*Текст документа*.
Гор не видно,— серая густая мгла, сырая и холодная, нависла.
И город у подножья невидимых гор с разрушенными по углам зданиями тонет во мгле.
Чудесные владикавказские бульвары таинственно задымлены, и пирамидальные тополя похожи на траурные кипарисы.
Вхожу в столовую. Столики, цветы, пирожные, ростбиф, барышни, разносящие кушанья, крепкое пиво пять тысяч рублей бутылка {Цены 1921 года. (Прим. автора.)}, рояль — все честь честью. За столиками сидят и кушают.
Но что-то мешает, что-то портит аппетит. Оглядываюсь,— в трясущемся, почернелом рванье из мешка, молча, не отрываясь, смотрят старческие провалившиеся глаза с испитого детского посинелого личика. Стоит и смотрит, смотрит и молчит.
— Ух ты! Ну, на! на!
Медленно уходит. Только ложку ко рту, а в рот уже смотрит другой. Этот совсем маленький, но так же молча глядят с провалившегося личика старческие, недетские глаза.
— Ну ладно, возьми котлету.
Медленно уходит, но так странно, как будто у него на спине глаза, которые он не спускает с тебя.
И стараешься потихоньку, воровски, забравшись за дальний столик, поесть,— иначе все равно уйдешь голодный.
У служащих не подымается рука их гнать: подходят, берут за плечи и ведут к двери: ‘Иди, иди, мальчик, тут нельзя…’ Они покорно, без сопротивления, без слов уходят, дверь затворяется. Глядь, а за столиками опять недетские, неморгающие глаза.
И куда бы ни пошел,— в учреждения ли, или в дико запорошенное снегом ущелье, или к Тереку спустишься, или ночью глядишь в темноту,— все равно ни на минуту не меркнут эти молчаливые, налитые недетской тоской глаза. Никуда не денешься.
С тряпья, с трясущихся от слабости и холода детей сыплются вши.
Я иду по улице. Все как обыкновенно: спешат деловые, фланируют бездельники, все тот же в звонкой, как комната, улице девичий смех, в радости ожидания счастья, и оживленный румянец на лицах, и неподвижные извозчики на углу.
А против голых деревьев бульвара кирпичный дом, как все, молчаливый, красный, обыкновенный и задымленный мглой тумана.

*Исходные данные*.
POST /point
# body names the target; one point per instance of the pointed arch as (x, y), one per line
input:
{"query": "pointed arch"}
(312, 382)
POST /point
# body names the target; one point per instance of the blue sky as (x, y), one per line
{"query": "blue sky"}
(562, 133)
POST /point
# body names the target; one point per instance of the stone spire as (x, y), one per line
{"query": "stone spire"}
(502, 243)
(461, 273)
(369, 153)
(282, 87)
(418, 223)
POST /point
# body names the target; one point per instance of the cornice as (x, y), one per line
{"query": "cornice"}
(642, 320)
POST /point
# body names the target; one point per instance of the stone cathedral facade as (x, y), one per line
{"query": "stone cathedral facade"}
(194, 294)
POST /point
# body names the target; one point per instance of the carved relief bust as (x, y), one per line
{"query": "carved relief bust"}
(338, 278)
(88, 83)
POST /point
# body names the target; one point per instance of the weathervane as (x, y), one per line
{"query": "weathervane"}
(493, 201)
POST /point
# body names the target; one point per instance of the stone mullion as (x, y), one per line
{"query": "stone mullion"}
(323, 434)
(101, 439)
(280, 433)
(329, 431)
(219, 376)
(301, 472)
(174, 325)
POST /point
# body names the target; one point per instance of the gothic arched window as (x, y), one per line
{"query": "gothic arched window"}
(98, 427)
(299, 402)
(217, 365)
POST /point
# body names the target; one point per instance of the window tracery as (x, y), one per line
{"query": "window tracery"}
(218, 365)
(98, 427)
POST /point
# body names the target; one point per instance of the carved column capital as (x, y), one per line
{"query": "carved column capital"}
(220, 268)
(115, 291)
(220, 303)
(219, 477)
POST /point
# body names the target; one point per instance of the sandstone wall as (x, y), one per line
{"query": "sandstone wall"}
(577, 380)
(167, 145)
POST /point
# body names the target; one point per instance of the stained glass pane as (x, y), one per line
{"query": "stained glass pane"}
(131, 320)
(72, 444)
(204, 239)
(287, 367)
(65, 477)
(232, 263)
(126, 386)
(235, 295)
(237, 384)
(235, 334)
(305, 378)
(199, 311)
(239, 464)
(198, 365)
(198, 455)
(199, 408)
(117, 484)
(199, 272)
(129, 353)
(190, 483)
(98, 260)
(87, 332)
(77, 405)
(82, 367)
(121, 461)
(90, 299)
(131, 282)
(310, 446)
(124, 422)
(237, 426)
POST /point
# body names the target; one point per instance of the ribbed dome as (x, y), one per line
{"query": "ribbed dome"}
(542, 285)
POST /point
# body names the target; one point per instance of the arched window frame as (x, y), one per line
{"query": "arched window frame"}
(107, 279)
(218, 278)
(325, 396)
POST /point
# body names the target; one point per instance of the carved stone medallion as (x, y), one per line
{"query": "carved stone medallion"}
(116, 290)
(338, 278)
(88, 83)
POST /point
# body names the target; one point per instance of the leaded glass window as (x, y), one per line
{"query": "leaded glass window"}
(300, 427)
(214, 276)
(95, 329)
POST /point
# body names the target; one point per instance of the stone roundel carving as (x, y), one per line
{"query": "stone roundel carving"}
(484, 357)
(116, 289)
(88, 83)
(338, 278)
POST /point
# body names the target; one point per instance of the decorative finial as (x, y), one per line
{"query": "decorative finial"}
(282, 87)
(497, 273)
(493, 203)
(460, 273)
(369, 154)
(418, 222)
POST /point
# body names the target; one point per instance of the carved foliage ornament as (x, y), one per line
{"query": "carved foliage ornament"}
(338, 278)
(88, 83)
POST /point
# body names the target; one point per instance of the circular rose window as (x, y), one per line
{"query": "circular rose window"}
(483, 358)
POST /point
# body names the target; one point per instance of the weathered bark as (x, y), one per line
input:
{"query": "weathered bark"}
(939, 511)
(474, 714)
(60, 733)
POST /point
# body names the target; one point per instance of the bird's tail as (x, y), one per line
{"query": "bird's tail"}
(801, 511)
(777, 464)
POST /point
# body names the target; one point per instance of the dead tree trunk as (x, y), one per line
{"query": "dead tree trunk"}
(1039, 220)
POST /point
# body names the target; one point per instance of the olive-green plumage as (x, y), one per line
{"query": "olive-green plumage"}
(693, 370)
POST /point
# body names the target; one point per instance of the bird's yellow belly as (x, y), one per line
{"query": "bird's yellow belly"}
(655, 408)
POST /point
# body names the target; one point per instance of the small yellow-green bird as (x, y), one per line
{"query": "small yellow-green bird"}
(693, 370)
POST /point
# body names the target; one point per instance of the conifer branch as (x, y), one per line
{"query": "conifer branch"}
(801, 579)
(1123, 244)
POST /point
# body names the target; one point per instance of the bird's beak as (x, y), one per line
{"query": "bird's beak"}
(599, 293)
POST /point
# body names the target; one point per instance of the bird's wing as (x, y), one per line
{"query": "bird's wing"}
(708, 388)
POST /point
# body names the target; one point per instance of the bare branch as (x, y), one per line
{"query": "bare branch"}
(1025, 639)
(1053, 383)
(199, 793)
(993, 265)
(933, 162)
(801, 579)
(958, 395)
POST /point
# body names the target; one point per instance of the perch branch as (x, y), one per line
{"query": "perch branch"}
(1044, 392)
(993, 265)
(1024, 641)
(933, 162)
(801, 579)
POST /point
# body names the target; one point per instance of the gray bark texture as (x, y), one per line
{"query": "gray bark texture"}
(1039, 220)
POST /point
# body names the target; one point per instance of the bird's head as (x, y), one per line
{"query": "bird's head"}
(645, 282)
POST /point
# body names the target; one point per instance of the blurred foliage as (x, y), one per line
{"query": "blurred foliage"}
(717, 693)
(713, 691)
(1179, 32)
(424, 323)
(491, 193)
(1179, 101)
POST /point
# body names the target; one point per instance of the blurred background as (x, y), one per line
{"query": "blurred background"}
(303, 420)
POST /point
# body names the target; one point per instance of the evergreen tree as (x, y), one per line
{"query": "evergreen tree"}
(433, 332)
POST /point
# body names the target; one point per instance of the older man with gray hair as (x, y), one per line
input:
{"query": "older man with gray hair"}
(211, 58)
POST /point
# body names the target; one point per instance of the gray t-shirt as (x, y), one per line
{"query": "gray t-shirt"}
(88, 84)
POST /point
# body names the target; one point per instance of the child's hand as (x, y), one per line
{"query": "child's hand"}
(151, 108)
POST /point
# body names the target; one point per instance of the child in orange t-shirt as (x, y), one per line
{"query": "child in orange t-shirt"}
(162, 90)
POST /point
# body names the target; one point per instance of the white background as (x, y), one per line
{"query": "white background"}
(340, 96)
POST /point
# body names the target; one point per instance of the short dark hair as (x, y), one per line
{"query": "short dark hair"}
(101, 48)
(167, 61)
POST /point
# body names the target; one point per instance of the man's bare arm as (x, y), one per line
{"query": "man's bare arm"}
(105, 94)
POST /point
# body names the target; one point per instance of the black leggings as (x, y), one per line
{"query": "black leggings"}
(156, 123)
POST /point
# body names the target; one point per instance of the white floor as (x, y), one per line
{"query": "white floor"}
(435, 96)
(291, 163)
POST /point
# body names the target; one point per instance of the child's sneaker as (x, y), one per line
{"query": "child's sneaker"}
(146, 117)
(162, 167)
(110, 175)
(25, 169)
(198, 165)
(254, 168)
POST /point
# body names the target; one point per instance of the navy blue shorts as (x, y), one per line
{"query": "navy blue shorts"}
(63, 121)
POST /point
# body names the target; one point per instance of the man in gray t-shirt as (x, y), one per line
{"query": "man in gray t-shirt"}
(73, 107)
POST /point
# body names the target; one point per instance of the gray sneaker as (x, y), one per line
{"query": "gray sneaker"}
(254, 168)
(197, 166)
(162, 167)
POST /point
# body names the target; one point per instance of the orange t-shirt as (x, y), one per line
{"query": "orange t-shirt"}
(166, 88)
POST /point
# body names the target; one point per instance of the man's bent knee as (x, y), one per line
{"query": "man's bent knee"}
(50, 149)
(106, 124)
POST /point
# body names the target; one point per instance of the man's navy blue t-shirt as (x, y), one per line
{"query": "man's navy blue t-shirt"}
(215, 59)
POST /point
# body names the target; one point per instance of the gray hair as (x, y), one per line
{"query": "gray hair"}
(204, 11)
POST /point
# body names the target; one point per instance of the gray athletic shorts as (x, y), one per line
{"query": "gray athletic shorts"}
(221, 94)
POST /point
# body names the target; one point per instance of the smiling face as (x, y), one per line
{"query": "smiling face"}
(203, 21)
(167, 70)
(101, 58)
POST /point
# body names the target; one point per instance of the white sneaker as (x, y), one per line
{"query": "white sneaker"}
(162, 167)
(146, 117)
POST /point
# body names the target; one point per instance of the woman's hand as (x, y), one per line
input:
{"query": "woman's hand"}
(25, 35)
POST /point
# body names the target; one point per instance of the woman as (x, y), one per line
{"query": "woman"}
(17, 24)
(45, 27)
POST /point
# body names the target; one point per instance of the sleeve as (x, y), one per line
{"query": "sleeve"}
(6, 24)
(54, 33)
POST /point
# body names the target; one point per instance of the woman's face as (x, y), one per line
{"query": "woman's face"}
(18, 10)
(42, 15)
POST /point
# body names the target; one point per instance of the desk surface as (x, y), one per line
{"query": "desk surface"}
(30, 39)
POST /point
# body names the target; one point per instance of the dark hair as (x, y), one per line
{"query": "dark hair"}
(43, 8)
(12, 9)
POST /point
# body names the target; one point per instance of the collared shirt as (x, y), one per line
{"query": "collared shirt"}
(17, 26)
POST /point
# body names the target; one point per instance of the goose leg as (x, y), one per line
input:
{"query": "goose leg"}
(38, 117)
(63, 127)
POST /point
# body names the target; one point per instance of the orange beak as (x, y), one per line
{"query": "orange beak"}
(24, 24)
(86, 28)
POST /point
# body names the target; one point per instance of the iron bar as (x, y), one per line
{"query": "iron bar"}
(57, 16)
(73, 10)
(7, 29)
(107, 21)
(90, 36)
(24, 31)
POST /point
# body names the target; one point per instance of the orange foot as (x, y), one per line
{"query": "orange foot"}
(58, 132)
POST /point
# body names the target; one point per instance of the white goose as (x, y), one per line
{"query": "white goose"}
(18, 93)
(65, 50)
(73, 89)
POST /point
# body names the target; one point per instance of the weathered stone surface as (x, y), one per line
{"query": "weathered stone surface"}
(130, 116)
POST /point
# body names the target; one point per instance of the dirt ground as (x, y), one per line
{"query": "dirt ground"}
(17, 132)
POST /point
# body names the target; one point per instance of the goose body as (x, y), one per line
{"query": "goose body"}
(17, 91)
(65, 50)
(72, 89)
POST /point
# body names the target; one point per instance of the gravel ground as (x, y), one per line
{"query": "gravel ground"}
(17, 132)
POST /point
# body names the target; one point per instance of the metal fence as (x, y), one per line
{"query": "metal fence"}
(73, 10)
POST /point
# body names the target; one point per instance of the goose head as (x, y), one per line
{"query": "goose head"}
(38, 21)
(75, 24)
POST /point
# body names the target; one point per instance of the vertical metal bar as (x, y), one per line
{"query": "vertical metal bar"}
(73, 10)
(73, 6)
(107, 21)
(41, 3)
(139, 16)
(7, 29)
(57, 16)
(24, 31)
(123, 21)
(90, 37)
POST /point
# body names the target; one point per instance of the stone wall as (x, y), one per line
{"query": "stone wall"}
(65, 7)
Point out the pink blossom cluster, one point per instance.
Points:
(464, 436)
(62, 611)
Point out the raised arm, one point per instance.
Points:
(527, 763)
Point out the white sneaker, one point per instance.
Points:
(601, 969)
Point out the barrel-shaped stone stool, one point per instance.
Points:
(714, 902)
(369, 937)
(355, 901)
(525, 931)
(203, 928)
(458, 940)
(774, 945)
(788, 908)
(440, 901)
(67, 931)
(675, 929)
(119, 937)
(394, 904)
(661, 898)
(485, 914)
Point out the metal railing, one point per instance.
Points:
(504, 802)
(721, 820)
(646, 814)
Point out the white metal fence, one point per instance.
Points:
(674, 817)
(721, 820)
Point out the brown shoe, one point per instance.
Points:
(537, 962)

*Цель задания*.
Перечислите все конкретные блюда и напитки, упомянутые в тексте о Владикавказе.

*Результат выполнения*.
пирожные, ростбиф, крепкое пиво, котлета